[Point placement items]
* * *

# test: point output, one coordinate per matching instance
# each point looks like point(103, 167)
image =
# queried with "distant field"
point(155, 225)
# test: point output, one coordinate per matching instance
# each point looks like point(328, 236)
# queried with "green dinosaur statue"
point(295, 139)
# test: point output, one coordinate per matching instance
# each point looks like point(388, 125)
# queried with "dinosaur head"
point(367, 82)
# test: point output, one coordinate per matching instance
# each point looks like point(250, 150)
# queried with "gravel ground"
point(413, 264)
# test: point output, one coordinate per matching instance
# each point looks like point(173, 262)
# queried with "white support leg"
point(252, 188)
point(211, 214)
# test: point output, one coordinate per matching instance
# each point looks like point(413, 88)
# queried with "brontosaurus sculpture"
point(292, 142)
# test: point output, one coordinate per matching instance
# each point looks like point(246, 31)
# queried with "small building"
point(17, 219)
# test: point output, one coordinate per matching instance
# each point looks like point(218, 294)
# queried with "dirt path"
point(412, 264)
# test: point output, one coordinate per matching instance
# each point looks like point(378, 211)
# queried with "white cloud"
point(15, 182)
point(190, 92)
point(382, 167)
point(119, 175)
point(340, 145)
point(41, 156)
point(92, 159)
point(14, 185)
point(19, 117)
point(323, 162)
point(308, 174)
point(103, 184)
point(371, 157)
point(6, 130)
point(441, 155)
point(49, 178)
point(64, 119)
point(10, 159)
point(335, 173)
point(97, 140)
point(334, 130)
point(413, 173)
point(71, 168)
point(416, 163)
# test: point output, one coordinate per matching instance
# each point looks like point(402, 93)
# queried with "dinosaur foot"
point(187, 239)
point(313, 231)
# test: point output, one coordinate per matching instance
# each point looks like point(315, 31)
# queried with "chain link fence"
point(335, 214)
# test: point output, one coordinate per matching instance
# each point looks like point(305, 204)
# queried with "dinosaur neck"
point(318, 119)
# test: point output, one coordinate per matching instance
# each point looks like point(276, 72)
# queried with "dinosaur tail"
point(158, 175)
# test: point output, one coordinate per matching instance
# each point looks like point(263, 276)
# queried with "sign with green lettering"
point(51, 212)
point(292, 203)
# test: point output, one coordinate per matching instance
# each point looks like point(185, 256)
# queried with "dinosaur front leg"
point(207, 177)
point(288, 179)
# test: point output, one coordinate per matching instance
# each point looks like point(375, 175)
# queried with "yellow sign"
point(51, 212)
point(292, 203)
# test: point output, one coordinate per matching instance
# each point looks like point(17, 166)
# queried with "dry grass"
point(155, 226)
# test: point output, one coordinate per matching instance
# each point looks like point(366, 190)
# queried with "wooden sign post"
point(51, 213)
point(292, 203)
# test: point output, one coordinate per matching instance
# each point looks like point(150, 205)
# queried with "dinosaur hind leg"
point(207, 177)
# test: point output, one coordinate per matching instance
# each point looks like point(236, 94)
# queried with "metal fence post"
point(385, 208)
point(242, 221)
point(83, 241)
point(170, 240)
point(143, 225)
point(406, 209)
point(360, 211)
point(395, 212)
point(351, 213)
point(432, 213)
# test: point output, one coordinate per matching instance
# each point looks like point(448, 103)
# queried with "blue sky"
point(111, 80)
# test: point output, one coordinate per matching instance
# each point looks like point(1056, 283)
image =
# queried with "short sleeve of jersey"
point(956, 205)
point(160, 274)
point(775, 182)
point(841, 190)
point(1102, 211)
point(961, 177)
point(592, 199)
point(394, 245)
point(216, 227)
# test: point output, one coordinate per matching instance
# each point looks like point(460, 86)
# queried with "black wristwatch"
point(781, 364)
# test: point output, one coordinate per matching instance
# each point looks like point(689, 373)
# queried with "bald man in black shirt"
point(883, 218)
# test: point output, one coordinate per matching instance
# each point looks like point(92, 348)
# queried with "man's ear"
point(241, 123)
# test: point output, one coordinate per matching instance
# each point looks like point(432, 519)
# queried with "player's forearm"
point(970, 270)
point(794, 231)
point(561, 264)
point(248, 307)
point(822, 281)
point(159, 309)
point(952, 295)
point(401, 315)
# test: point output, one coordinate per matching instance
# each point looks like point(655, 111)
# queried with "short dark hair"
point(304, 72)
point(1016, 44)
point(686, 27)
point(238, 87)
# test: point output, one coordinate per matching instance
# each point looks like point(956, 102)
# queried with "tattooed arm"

* * *

Print all the lines of the items above again, without any changes.

> _Final result_:
# test: point output, one coordinate per matching instance
# each point looks like point(103, 167)
image =
# queried with "distant field"
point(155, 225)
# test: point output, one coordinate per matching instance
# each point looks like point(328, 236)
# queried with "green dinosaur statue"
point(295, 139)
# test: point output, one coordinate per matching instance
# each point looks like point(388, 125)
# queried with "dinosaur head"
point(367, 82)
# test: point output, one coordinate per matching instance
# each point looks like point(250, 150)
# queried with "gravel ground"
point(413, 264)
# test: point output, one coordinate per matching instance
# each point looks like point(173, 262)
# queried with "white support leg"
point(252, 188)
point(211, 214)
# test: point output, one coordinate per matching instance
# each point looks like point(413, 88)
# queried with "brontosaurus sculpture"
point(292, 142)
# test: point output, one coordinate per matching instance
# each point looks like point(246, 31)
# queried with "small building"
point(17, 219)
# test: point output, one coordinate per matching instance
# each point looks like point(218, 294)
# queried with "dirt path"
point(412, 264)
# test: point output, one coordinate per matching instance
# each point looks like point(378, 211)
# queried with "white cloud"
point(15, 182)
point(190, 92)
point(382, 167)
point(119, 175)
point(340, 145)
point(41, 156)
point(92, 159)
point(14, 185)
point(19, 117)
point(323, 162)
point(308, 174)
point(103, 184)
point(371, 157)
point(6, 130)
point(441, 155)
point(49, 178)
point(64, 119)
point(10, 159)
point(335, 173)
point(97, 140)
point(334, 130)
point(413, 173)
point(71, 168)
point(416, 163)
# test: point output, one coordinate per matching instance
# each point looks like point(402, 93)
# queried with "dinosaur foot"
point(187, 239)
point(313, 231)
# test: point output, one coordinate per matching instance
# each point looks like point(315, 31)
# queried with "chain link fence"
point(335, 214)
# test: point output, one coordinate per matching instance
# each point looks like point(305, 204)
# queried with "dinosaur neck"
point(318, 119)
# test: point output, one coordinate per matching instance
# each point looks like point(276, 72)
# queried with "dinosaur tail"
point(158, 175)
# test: point output, one coordinate per matching instance
# each point looks like point(263, 276)
# queried with "sign with green lettering"
point(51, 212)
point(292, 203)
# test: point output, one coordinate per matching instance
# each point looks like point(185, 256)
# queried with "dinosaur front leg"
point(207, 177)
point(288, 179)
# test: point output, one coordinate per matching instance
# each point looks like point(375, 175)
# queried with "yellow sign"
point(51, 212)
point(292, 203)
# test: point output, one coordinate per matching instance
# each point looks like point(17, 166)
# queried with "dry grass"
point(155, 226)
# test: point output, one coordinate per matching instance
# each point looks like point(366, 190)
# queried with "wooden sign post"
point(51, 213)
point(292, 203)
# test: point output, one coordinate per matching instance
# each point looks like point(150, 205)
# queried with "dinosaur hind leg"
point(207, 177)
# test: point output, one coordinate per matching instance
# each point looks like point(236, 94)
# queried with "metal fence post"
point(385, 208)
point(242, 221)
point(83, 241)
point(170, 240)
point(143, 225)
point(406, 209)
point(360, 211)
point(395, 212)
point(351, 213)
point(432, 213)
# test: point output, one coordinate per matching instance
# each point looks like point(448, 103)
# queried with "blue sky"
point(111, 80)
# test: point output, one coordinate per matching instance
# each point looks like point(1056, 283)
image =
# queried with "short sleeve of jersey"
point(956, 205)
point(160, 274)
point(775, 182)
point(841, 190)
point(1102, 211)
point(961, 177)
point(592, 199)
point(394, 245)
point(216, 227)
# test: point output, one coordinate per matching instance
# each point looks like point(460, 86)
# queried with "black wristwatch"
point(781, 364)
# test: point output, one coordinate per matching instance
# each point looks like point(689, 373)
# queried with "bald man in black shirt"
point(883, 218)
# test: point output, one coordinate per matching instance
# each point looks like point(92, 348)
# queried with "man's ear"
point(241, 123)
# test: point output, one coordinate per matching instance
# each point looks like point(432, 519)
# queried with "player's forearm"
point(970, 270)
point(794, 231)
point(561, 264)
point(248, 307)
point(822, 281)
point(159, 309)
point(952, 295)
point(401, 315)
# test: point output, one coordinate per matching instance
# each point looks like point(655, 111)
# queried with "short dark hair"
point(304, 72)
point(1016, 44)
point(686, 27)
point(238, 87)
# test: point output, one coordinate per matching instance
# each point looks like point(956, 102)
# queried with "tattooed arm"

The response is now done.